(Coordinate annotation records)
^^^^^^^^

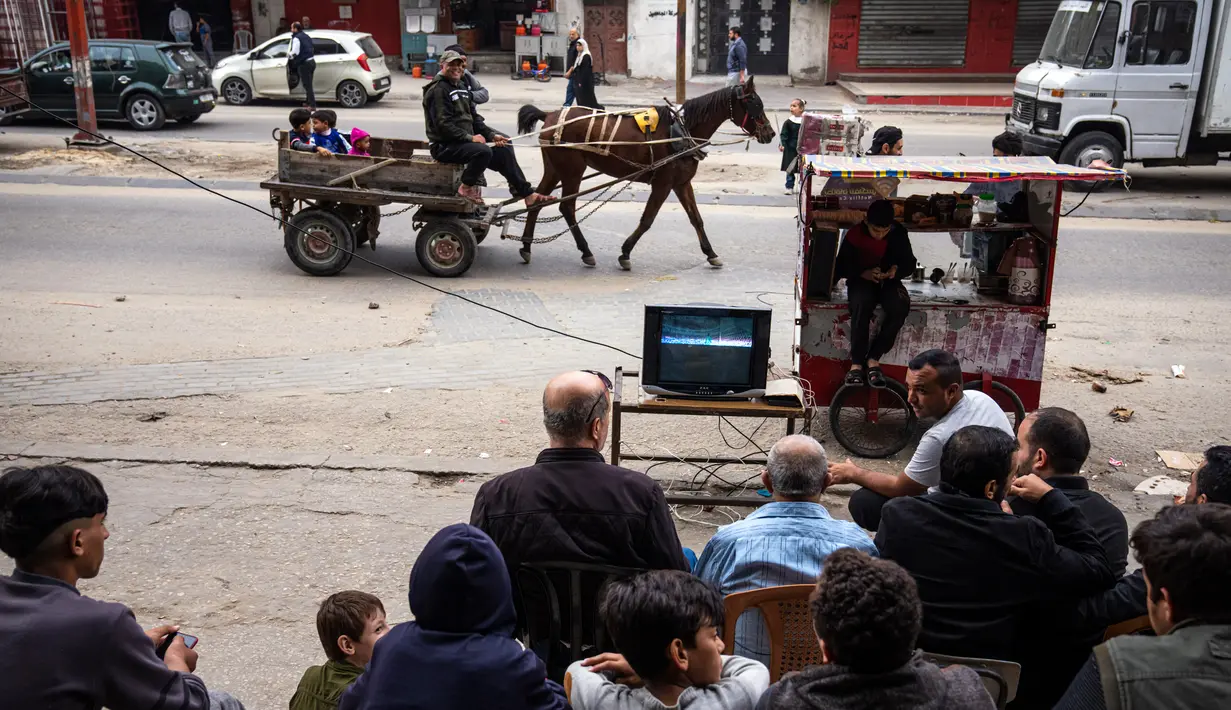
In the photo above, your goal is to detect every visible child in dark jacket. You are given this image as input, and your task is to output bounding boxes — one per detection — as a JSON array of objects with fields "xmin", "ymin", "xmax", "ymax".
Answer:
[
  {"xmin": 339, "ymin": 523, "xmax": 569, "ymax": 710},
  {"xmin": 291, "ymin": 108, "xmax": 329, "ymax": 155},
  {"xmin": 757, "ymin": 548, "xmax": 996, "ymax": 710},
  {"xmin": 311, "ymin": 108, "xmax": 351, "ymax": 155},
  {"xmin": 778, "ymin": 98, "xmax": 806, "ymax": 194},
  {"xmin": 835, "ymin": 199, "xmax": 917, "ymax": 388}
]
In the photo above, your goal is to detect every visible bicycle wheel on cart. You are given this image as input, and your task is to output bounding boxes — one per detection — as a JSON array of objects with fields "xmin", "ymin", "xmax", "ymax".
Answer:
[{"xmin": 830, "ymin": 380, "xmax": 918, "ymax": 459}]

^^^^^^^^

▶ **Challenge**
Put every line of the records above into a JSON list of strings, one string per line, with blank lines skipped. Leave the pictures out.

▶ **Solution below**
[
  "In the photo above, your goal is to detect every visible child in dark jacket. You are given this image as input, and your task is to output bounding boxes — one per detection — as a JSON array of objects with fields \"xmin\", \"ymin\", \"xmax\", \"ymax\".",
  "Answer:",
  "[",
  "  {\"xmin\": 339, \"ymin\": 523, \"xmax\": 569, \"ymax\": 710},",
  "  {\"xmin\": 291, \"ymin\": 108, \"xmax\": 329, \"ymax\": 155},",
  "  {\"xmin\": 757, \"ymin\": 548, \"xmax\": 996, \"ymax\": 710},",
  "  {\"xmin\": 311, \"ymin\": 108, \"xmax\": 351, \"ymax\": 155},",
  "  {\"xmin\": 778, \"ymin\": 98, \"xmax\": 806, \"ymax\": 194},",
  "  {\"xmin\": 835, \"ymin\": 199, \"xmax\": 917, \"ymax\": 388}",
  "]",
  "In the photo above, your goal is to detect every visible bicycle wheel on cart. You are given this image as input, and your task is to output bounding boxes — one per detection — as a JSON array of objects with fields \"xmin\", \"ymin\", \"xmax\", \"ymax\".",
  "Answer:",
  "[{\"xmin\": 830, \"ymin\": 380, \"xmax\": 918, \"ymax\": 459}]"
]